- _Task directions_: Transcribe the data word for word, from its start through the line containing "84 L 215 92", including that line. Omit the pictures.

------ Extracted material ------

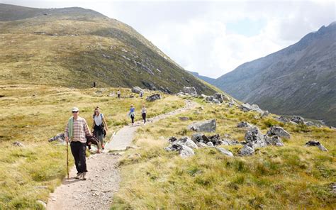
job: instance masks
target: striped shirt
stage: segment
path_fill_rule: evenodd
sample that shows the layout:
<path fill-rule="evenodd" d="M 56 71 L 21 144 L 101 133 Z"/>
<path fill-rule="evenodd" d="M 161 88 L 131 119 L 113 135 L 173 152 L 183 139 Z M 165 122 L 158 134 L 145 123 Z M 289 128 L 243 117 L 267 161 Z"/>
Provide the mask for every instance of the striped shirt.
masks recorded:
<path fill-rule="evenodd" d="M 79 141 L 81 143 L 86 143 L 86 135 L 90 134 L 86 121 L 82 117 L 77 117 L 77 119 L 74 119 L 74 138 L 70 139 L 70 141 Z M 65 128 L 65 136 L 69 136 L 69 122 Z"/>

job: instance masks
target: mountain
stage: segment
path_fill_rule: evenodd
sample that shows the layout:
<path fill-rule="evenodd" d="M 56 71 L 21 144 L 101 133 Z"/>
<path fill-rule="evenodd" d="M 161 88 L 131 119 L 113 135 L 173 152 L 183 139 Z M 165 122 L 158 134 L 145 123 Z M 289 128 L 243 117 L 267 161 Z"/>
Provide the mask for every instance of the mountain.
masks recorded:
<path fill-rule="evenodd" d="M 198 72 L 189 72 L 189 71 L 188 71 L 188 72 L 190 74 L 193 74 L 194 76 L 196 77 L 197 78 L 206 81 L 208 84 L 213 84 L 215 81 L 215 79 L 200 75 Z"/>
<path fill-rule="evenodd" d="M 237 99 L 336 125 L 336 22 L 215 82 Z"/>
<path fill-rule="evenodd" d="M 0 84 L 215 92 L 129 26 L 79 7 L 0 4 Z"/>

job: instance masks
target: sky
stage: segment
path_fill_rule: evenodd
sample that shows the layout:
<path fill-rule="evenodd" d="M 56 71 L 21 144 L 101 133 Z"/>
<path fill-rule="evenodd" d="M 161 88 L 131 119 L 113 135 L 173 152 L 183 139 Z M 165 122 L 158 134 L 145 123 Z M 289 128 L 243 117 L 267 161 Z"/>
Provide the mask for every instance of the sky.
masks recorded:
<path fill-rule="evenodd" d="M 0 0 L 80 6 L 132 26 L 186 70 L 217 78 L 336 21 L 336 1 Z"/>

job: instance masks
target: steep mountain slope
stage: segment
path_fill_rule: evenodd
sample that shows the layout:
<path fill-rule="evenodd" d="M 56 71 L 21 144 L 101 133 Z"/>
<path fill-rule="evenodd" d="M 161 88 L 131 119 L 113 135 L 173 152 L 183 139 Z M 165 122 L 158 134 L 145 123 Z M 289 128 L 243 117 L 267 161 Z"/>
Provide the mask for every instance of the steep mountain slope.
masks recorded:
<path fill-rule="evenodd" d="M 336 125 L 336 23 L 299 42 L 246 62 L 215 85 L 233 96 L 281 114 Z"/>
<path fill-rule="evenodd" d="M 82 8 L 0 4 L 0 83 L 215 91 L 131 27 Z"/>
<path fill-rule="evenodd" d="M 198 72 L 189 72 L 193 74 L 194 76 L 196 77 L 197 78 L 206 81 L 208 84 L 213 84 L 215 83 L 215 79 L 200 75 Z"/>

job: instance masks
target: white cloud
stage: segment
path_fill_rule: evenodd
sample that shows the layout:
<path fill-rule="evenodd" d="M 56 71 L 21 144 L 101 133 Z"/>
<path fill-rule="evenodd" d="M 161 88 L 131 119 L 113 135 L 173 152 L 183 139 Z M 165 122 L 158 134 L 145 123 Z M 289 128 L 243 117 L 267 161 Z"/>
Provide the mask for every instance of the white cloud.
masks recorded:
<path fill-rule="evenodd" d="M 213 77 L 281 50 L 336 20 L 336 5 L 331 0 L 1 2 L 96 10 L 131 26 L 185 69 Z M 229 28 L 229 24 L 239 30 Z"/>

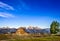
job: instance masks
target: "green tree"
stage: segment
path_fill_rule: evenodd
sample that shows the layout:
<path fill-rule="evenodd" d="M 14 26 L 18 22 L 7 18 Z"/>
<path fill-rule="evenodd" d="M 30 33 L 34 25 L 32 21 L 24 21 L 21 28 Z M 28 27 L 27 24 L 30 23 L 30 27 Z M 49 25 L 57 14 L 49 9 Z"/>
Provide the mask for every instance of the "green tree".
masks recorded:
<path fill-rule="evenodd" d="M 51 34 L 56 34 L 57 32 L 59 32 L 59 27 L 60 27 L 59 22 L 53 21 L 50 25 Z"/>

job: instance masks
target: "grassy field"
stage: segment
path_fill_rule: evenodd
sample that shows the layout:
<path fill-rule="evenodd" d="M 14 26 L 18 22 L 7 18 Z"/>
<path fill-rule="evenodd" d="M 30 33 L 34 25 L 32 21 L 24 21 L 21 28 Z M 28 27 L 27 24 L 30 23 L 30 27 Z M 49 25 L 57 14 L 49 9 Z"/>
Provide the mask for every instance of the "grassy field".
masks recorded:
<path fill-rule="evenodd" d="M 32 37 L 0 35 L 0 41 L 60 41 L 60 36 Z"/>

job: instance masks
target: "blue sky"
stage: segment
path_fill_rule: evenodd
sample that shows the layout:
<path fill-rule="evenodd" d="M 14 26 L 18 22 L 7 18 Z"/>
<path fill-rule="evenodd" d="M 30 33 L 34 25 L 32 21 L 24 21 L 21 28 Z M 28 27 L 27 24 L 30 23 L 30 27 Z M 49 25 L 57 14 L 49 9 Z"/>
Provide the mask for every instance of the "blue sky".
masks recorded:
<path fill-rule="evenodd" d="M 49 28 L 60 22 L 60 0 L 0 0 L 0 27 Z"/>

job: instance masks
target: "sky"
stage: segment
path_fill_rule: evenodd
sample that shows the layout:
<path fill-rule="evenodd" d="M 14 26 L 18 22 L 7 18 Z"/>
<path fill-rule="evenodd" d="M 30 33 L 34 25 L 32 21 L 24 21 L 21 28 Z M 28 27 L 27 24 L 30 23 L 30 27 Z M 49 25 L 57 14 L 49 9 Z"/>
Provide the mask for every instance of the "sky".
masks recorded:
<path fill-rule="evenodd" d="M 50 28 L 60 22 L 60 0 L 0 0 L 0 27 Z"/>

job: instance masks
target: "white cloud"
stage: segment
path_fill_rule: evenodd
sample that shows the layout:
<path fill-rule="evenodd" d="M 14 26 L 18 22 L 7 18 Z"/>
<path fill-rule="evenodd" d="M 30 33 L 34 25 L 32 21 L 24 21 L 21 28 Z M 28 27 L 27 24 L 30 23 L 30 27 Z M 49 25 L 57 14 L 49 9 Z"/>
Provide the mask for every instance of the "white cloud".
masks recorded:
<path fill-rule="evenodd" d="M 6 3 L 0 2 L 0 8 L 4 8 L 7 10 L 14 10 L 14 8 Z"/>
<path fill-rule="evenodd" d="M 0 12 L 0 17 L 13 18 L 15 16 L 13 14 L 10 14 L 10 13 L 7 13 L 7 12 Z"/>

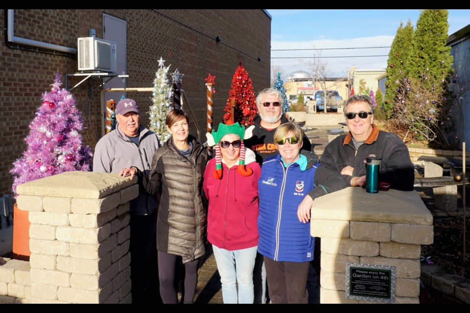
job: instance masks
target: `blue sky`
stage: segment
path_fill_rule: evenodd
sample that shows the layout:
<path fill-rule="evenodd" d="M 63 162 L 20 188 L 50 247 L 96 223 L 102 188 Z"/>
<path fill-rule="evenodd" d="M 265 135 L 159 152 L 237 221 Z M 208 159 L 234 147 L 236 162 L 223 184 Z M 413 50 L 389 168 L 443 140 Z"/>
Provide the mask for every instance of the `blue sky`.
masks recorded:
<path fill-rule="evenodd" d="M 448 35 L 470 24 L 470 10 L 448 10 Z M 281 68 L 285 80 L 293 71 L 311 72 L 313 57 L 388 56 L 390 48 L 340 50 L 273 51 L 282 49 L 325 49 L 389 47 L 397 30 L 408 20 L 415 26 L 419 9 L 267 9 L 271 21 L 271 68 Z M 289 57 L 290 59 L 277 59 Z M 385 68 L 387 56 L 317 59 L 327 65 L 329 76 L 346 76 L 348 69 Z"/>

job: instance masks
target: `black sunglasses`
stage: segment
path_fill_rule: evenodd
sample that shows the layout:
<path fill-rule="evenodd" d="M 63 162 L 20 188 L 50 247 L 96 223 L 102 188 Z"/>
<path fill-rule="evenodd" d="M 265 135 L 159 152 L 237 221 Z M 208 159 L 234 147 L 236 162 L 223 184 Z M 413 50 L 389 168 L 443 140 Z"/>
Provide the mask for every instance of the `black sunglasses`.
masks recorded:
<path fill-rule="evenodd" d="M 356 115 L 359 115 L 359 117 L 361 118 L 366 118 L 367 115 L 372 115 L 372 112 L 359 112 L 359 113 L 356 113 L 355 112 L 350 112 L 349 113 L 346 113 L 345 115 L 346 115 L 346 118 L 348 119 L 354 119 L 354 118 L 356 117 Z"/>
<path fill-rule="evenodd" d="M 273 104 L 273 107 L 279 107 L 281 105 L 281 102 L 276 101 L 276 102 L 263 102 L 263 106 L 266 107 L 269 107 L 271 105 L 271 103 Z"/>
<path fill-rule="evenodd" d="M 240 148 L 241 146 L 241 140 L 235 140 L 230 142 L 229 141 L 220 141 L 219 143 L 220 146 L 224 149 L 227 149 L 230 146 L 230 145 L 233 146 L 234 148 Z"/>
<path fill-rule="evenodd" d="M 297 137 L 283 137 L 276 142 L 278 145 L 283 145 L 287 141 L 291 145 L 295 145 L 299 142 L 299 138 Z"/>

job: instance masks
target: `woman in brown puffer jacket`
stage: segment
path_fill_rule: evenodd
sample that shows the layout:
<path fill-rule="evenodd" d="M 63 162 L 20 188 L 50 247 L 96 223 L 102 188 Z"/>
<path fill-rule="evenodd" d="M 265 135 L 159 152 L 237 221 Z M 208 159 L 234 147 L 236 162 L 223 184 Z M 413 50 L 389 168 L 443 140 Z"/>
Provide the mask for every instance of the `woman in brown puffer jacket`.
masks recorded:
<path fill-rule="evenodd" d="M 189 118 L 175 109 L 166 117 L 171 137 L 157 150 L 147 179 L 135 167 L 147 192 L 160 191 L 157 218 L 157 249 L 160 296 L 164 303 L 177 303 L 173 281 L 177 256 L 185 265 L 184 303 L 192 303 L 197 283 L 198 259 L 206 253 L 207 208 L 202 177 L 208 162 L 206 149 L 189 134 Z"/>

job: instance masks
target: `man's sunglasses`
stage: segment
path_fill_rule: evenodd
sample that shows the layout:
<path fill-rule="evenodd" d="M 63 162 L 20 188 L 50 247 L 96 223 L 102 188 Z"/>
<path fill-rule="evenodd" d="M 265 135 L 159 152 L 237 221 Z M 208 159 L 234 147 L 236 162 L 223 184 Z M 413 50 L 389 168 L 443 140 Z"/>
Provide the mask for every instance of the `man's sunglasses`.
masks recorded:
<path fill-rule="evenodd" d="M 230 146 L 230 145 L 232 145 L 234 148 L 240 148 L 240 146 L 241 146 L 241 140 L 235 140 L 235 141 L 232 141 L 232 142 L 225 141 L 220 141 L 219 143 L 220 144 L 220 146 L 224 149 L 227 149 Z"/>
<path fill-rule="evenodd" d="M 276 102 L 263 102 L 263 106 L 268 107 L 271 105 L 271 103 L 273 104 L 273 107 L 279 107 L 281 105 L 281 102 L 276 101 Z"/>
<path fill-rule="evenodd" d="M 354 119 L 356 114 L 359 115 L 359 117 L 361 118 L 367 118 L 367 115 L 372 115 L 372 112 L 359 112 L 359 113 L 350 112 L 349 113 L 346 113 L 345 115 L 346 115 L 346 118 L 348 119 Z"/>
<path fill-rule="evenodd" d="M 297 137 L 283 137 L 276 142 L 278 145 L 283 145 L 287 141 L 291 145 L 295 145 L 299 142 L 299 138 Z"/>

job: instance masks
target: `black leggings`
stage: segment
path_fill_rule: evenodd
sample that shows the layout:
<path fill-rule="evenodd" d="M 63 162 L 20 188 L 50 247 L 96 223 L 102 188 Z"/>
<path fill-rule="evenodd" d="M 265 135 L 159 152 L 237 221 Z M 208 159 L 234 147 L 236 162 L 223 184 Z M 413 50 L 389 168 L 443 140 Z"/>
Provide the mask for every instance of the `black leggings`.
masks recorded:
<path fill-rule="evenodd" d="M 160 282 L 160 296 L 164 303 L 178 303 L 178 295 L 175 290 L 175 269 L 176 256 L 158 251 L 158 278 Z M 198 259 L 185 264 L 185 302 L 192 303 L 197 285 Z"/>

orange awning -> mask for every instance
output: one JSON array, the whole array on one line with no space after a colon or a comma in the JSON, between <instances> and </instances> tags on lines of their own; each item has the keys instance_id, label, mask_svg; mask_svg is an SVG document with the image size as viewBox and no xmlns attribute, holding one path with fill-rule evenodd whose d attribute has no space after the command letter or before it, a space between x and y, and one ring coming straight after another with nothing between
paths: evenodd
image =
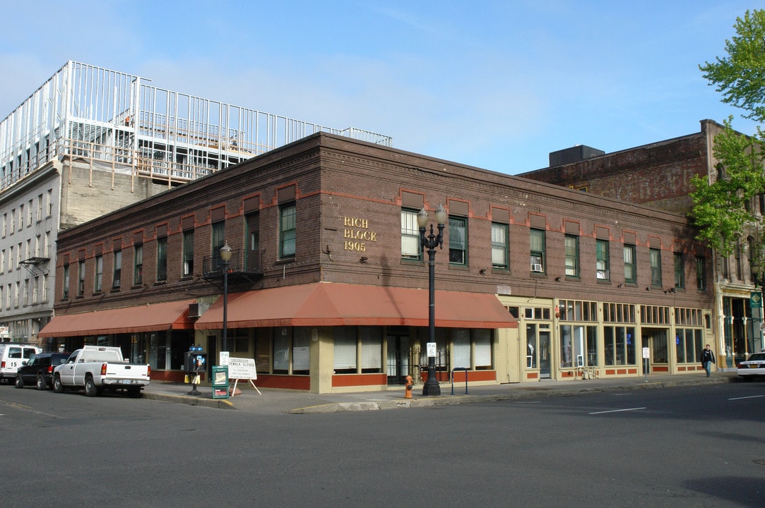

------

- _Solution for this task_:
job: instance masks
target: striped shirt
stage: segment
path_fill_rule: evenodd
sample that shows the layout:
<path fill-rule="evenodd" d="M 56 71 L 21 144 L 101 133 Z"/>
<path fill-rule="evenodd" d="M 161 88 L 131 119 L 113 135 L 173 152 L 183 139 Z M 165 122 L 158 134 L 145 123 Z M 289 128 L 243 117 L 267 161 Z"/>
Provide the mask for every instance of the striped shirt.
masks recorded:
<path fill-rule="evenodd" d="M 79 141 L 81 143 L 86 143 L 86 135 L 90 134 L 86 121 L 82 117 L 77 117 L 77 119 L 74 119 L 74 138 L 70 139 L 70 141 Z M 65 128 L 65 136 L 69 136 L 69 122 Z"/>

job: instance masks
target: mountain
stage: segment
path_fill_rule: evenodd
sample that shows the layout:
<path fill-rule="evenodd" d="M 56 71 L 21 144 L 101 133 Z"/>
<path fill-rule="evenodd" d="M 161 88 L 131 119 L 113 135 L 173 152 L 183 139 Z M 165 122 L 158 134 L 145 123 Z M 289 128 L 243 117 L 267 161 Z"/>
Provide the mask for every instance of the mountain.
masks recorded:
<path fill-rule="evenodd" d="M 198 72 L 189 72 L 189 71 L 188 71 L 188 72 L 190 74 L 193 74 L 194 76 L 196 77 L 197 78 L 206 81 L 208 84 L 213 84 L 215 81 L 215 79 L 200 75 Z"/>
<path fill-rule="evenodd" d="M 237 99 L 336 125 L 336 22 L 215 82 Z"/>
<path fill-rule="evenodd" d="M 0 84 L 215 92 L 129 26 L 79 7 L 0 4 Z"/>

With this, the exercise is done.